(Pointing and labeling rows)
::::
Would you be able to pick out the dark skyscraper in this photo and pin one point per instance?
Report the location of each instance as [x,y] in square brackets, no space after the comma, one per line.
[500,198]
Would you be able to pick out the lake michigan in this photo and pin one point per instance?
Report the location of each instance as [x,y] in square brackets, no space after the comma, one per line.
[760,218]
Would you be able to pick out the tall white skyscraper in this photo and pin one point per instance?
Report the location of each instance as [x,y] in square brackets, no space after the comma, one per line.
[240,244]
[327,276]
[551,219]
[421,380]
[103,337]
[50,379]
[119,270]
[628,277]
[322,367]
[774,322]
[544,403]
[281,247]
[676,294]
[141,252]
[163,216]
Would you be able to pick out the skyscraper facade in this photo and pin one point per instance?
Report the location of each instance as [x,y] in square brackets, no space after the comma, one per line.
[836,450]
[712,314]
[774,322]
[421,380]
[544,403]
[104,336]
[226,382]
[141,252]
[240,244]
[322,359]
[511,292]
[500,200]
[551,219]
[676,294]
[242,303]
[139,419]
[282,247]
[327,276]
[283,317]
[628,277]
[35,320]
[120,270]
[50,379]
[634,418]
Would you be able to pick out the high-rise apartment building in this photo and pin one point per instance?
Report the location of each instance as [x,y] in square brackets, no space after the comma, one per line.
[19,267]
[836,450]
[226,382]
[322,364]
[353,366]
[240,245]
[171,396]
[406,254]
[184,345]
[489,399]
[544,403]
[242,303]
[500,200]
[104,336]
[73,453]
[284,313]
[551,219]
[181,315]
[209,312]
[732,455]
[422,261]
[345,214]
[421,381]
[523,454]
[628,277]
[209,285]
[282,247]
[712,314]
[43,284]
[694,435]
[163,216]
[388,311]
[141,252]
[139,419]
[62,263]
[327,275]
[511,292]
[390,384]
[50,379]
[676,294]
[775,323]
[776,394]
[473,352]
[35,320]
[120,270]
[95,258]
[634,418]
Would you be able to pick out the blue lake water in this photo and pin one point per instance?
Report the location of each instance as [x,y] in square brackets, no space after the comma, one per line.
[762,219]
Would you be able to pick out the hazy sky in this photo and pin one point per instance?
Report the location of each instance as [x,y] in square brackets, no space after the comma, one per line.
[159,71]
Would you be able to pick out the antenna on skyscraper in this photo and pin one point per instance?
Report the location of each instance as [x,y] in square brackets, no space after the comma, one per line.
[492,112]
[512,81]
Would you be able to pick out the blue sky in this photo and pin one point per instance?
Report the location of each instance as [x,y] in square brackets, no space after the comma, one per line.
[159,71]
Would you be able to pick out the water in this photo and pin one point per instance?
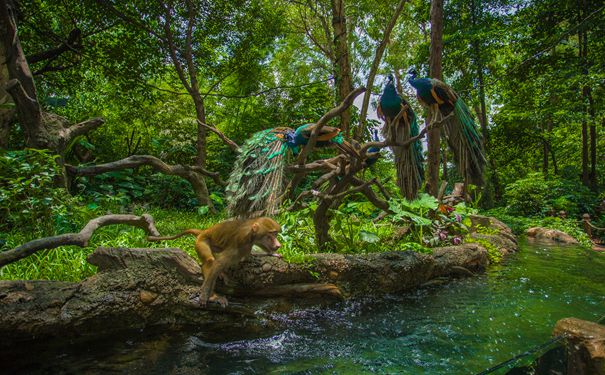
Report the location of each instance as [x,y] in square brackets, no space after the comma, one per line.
[463,327]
::::
Copy every line from the one containing "Would you be able to pick out the antenna" through the end of the rows, inclusive, including the requests. Scale each coordinate in the answers by 2.1, rounding to the nearest whole number with halves rounded up, and omit the picture.

The output:
Would you be able to pick out the antenna on skyscraper in this photo and pin one point per instance?
Report the location of each instance as [x,y] in square brackets, no space after the comma, one per line.
[1033,235]
[1075,170]
Would you be able to pick out the blue sky in this photo and pin one point per instance?
Report the location of each instance as [x,y] in square brackets, no space after the comma, one per line.
[334,149]
Would you be able to pick out the water in this photo and pin one point per instance?
Report the location of each instance as [x,y] in square brackets, no space after the comma, one per line.
[972,687]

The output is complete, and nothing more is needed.